TASK PROMPT
Repeat every one of the records below word for word, but leave out the pictures.
## BEGIN DATA ENTRIES
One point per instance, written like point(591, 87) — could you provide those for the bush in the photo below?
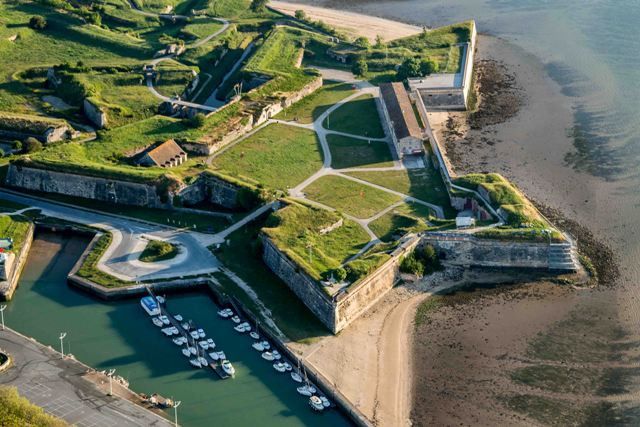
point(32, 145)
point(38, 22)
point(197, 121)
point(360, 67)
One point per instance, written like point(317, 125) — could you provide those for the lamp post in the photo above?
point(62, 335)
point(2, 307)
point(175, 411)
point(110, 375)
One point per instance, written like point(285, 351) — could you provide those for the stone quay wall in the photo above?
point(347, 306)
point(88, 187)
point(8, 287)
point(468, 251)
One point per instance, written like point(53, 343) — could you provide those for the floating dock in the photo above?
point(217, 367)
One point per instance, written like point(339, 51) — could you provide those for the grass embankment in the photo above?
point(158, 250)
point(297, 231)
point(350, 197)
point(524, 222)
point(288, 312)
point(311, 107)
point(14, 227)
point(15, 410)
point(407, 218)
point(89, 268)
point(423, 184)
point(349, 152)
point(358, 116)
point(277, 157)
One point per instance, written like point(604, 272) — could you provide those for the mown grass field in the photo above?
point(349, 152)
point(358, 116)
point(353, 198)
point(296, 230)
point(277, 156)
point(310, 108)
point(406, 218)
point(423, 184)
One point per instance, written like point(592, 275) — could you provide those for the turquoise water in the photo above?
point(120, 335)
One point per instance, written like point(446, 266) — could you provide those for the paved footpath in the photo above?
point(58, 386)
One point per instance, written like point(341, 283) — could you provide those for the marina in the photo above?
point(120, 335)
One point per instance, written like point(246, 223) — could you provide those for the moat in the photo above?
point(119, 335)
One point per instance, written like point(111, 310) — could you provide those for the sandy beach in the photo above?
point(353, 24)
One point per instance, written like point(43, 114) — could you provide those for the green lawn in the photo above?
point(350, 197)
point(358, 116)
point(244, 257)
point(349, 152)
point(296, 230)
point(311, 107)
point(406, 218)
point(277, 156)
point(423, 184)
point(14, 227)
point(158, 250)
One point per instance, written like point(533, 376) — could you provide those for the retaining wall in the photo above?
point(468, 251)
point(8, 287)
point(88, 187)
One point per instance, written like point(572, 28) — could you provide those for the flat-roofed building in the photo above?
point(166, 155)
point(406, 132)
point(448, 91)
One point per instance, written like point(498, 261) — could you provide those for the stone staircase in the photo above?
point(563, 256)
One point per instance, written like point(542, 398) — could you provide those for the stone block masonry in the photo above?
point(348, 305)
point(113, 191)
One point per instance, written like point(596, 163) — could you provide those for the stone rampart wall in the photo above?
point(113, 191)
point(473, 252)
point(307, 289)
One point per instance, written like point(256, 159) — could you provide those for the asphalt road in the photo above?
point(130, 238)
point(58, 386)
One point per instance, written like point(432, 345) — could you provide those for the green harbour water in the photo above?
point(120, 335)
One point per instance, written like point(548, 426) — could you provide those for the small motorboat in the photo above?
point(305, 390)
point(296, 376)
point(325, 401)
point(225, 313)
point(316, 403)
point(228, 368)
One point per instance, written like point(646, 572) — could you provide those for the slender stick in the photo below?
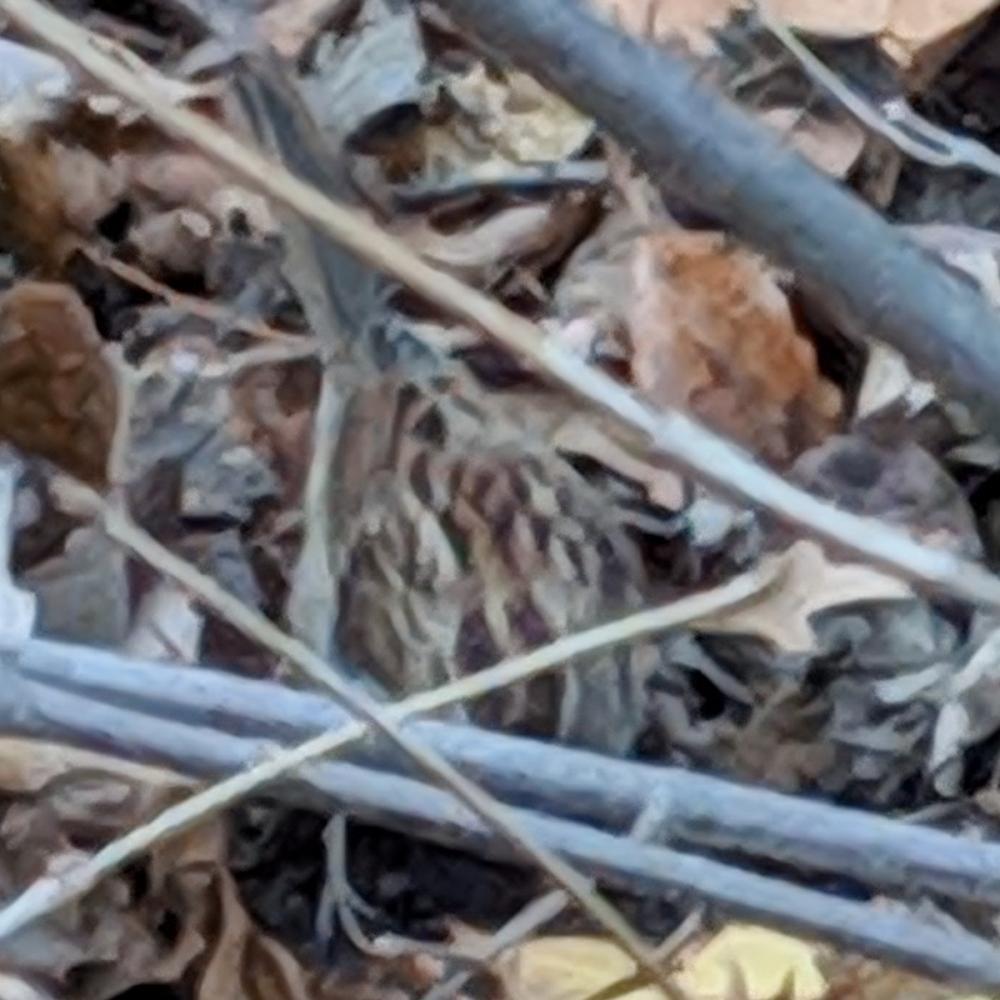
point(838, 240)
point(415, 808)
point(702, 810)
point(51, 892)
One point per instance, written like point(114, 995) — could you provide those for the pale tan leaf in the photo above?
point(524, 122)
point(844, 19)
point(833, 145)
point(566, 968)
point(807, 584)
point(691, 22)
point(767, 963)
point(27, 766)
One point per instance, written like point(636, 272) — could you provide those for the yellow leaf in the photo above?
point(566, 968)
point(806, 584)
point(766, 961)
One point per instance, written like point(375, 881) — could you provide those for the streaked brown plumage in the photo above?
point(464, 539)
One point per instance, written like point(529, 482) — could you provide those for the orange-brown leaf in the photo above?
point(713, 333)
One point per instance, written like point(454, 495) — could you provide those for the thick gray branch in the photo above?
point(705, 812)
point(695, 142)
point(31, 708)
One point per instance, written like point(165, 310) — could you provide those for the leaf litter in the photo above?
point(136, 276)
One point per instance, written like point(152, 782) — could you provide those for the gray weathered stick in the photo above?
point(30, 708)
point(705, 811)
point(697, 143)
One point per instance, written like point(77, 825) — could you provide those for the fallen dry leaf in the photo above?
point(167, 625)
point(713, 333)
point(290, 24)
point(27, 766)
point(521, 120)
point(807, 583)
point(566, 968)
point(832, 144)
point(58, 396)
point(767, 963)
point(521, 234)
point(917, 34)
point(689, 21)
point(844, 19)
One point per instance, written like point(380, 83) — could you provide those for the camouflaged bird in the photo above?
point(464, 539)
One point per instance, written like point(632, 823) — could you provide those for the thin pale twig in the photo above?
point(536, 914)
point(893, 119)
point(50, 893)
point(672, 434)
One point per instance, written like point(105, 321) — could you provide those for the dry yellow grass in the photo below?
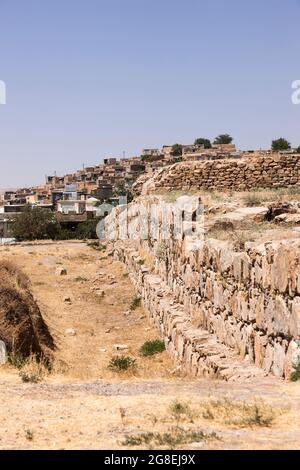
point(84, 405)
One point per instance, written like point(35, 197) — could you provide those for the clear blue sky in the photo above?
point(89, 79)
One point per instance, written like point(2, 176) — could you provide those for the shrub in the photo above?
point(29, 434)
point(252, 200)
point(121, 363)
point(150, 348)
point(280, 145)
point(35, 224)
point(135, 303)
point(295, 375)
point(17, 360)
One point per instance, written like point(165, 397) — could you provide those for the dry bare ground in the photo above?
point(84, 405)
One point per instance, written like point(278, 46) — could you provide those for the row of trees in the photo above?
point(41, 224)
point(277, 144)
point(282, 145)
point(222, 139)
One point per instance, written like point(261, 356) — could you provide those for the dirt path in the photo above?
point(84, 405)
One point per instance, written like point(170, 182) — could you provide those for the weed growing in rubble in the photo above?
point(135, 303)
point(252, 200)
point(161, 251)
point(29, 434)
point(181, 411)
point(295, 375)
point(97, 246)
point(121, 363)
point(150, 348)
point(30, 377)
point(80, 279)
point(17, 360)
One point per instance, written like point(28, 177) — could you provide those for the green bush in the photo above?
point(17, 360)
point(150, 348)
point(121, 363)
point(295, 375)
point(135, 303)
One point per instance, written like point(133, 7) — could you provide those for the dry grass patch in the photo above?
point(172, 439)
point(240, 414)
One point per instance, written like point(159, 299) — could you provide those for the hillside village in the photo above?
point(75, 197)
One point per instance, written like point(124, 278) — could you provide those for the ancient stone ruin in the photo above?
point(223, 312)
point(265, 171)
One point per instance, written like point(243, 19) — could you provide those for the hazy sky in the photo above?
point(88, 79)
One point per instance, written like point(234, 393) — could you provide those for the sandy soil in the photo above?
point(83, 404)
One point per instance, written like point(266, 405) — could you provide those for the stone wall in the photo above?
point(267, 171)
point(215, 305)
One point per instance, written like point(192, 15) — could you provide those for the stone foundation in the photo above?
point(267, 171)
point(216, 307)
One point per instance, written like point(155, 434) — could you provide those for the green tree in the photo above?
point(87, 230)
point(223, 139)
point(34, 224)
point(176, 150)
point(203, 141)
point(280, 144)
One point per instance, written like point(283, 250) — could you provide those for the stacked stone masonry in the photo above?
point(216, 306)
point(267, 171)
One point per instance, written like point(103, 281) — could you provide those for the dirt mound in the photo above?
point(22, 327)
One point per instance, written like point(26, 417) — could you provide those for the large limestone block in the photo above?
## END DATA ENTRIES
REPLY TO THE TASK
One point per instance, written like point(591, 87) — could you provide those for the bush in the photo below?
point(32, 145)
point(38, 22)
point(197, 121)
point(360, 67)
One point per instance, written like point(317, 125) — could you provide those for the lamp post in the photo above?
point(62, 335)
point(2, 307)
point(175, 411)
point(110, 375)
One point per instance, written like point(285, 351) — could you provide those for the stone quay wall in the photo above?
point(347, 306)
point(88, 187)
point(8, 287)
point(468, 251)
One point per instance, written like point(53, 343) — could you provide those for the floating dock in the photo above?
point(217, 367)
One point per instance, written like point(339, 51) — could you provide those for the grass embankment in the photo above?
point(158, 250)
point(297, 231)
point(350, 197)
point(524, 222)
point(288, 312)
point(311, 107)
point(14, 227)
point(15, 410)
point(407, 218)
point(89, 268)
point(423, 184)
point(349, 152)
point(358, 116)
point(277, 157)
One point per instance, written like point(604, 272) — could you provide those for the mown grass field in the photo above?
point(349, 152)
point(358, 116)
point(353, 198)
point(296, 230)
point(277, 156)
point(310, 108)
point(406, 218)
point(423, 184)
One point per instance, written like point(592, 275) — could you provide those for the turquoise water in the photo above?
point(120, 335)
One point per instance, written like point(446, 266) — could you provide those for the paved footpath in the photo above?
point(58, 386)
One point per instance, written like point(341, 283) — could you provide those for the marina in the photo above?
point(120, 335)
One point per instance, written like point(246, 223) — could you provide those for the moat in the photo above?
point(119, 335)
One point per instance, written like point(111, 310) — could you provide those for the sandy beach in the photo above?
point(353, 24)
One point per instance, written like point(43, 114) — could you provide those for the green lawn in the photo above?
point(350, 197)
point(358, 116)
point(244, 257)
point(349, 152)
point(296, 230)
point(311, 107)
point(406, 218)
point(277, 156)
point(423, 184)
point(14, 227)
point(158, 250)
One point per instance, written like point(533, 376) — could you provide those for the retaining wall in the photo above?
point(468, 251)
point(8, 287)
point(88, 187)
One point per instance, written like point(572, 28) — could you provide those for the flat-roofed building in the photo above?
point(166, 155)
point(406, 132)
point(448, 91)
One point per instance, written like point(498, 261) — could you provide those for the stone staircase in the photo above?
point(563, 256)
One point per instance, written like point(542, 398) — could you provide those for the stone block masonry in the photo above?
point(348, 305)
point(113, 191)
One point per instance, written like point(596, 163) — could you provide those for the stone rampart wall in the photo above?
point(113, 191)
point(473, 252)
point(307, 289)
One point per instance, written like point(256, 159) — could you provide those for the asphalt road in the photo above?
point(130, 238)
point(58, 386)
One point per instance, written like point(432, 345) — could you provide those for the green harbour water in the photo above?
point(120, 335)
One point per instance, written like point(548, 426) — could you provide those for the small motorboat in the photo above?
point(305, 390)
point(296, 376)
point(325, 401)
point(225, 313)
point(316, 403)
point(228, 368)
One point per instance, written like point(646, 572) — could you provide those for the slender stick in the photo below?
point(838, 240)
point(415, 808)
point(702, 810)
point(51, 892)
One point per instance, written like point(114, 995) — could you provide those for the pale tan leaf in the photo above?
point(524, 122)
point(844, 19)
point(833, 145)
point(566, 968)
point(807, 584)
point(691, 22)
point(767, 963)
point(27, 766)
One point per instance, written like point(636, 272) — could you provide those for the yellow leaf in the photo above?
point(566, 968)
point(806, 584)
point(766, 961)
One point per instance, written like point(375, 881) — could you provide those for the streaked brown plumage in the photo above?
point(464, 539)
One point per instance, written like point(529, 482) — could you provide those for the orange-brown leaf in the photo above?
point(713, 333)
One point per instance, written like point(454, 495) — could you provide those for the thick gray branch in the photo above?
point(705, 812)
point(695, 142)
point(31, 708)
One point per instance, written like point(165, 310) — could you provide those for the leaf litter in the photo above?
point(136, 276)
One point per instance, written like point(152, 782) — could you provide those for the gray weathered stick in the photo above?
point(30, 708)
point(705, 811)
point(697, 143)
One point per instance, written like point(77, 825) — could you provide those for the fallen dry leaf in the photo above?
point(167, 625)
point(713, 333)
point(290, 24)
point(27, 766)
point(521, 120)
point(807, 583)
point(566, 968)
point(832, 144)
point(58, 396)
point(767, 963)
point(521, 234)
point(917, 34)
point(689, 21)
point(844, 19)
One point per instance, written like point(380, 83) — could you provide those for the camouflaged bird in the photo above?
point(464, 539)
One point per instance, written like point(632, 823) — could you provide those for the thin pale twig in the photo above?
point(536, 914)
point(893, 119)
point(50, 893)
point(672, 434)
One point per instance, written like point(105, 321) — could you provide those for the dry yellow grass in the photo below?
point(84, 405)
One point per instance, written like point(35, 197) — could you provide those for the clear blue sky in the photo above?
point(89, 79)
One point per instance, written like point(2, 176) — could you provide those for the shrub in the photo above?
point(29, 434)
point(252, 200)
point(121, 363)
point(150, 348)
point(280, 145)
point(35, 224)
point(135, 303)
point(295, 375)
point(17, 360)
One point per instance, written like point(165, 397) — could you provide those for the dry bare ground in the photo above?
point(84, 405)
One point per instance, written like point(278, 46) — could you provide those for the row of trees in the photo above?
point(41, 224)
point(277, 144)
point(282, 145)
point(222, 139)
One point per instance, written like point(261, 356) — could you provide those for the dirt path in the photo above?
point(84, 405)
One point per instance, written like point(170, 182) — could you provide those for the weed growing in rubble in the photo above?
point(135, 303)
point(252, 200)
point(161, 251)
point(29, 434)
point(181, 411)
point(295, 375)
point(97, 246)
point(121, 363)
point(150, 348)
point(30, 377)
point(80, 279)
point(17, 360)
One point per instance, written like point(28, 177) — could you provide those for the green bush in the photo above?
point(17, 360)
point(150, 348)
point(121, 363)
point(295, 375)
point(135, 303)
One point per instance, written like point(133, 7) — could you provide those for the dry grass patch in the photo above?
point(172, 439)
point(240, 414)
One point per instance, written like point(159, 299) — could you provide those for the hillside village in the photo above?
point(75, 197)
One point per instance, written like point(124, 278) — could you provide those for the ancient stone ruin in the photo above?
point(223, 312)
point(265, 171)
One point per instance, written like point(243, 19) — could you provide those for the hazy sky in the photo above?
point(88, 79)
One point per instance, written like point(234, 393) — could you provide those for the sandy soil in the photo above?
point(83, 404)
One point per instance, written like point(266, 405) — could you provide those for the stone wall in the photo above?
point(267, 171)
point(215, 305)
One point per instance, written like point(192, 15) — could you provide those for the stone foundation in the photo above?
point(267, 171)
point(216, 307)
One point per instance, written like point(155, 434) — could you provide those for the green tree in the photo above?
point(87, 230)
point(223, 139)
point(34, 224)
point(176, 150)
point(203, 141)
point(280, 144)
One point per instance, written like point(283, 250) — could you provide those for the stacked stone masonry in the photo above?
point(216, 306)
point(267, 171)
One point per instance, written like point(103, 281) — could you provide those for the dirt mound in the photo above?
point(22, 327)
One point per instance, written like point(26, 417) — could you provide those for the large limestone block in the photo above?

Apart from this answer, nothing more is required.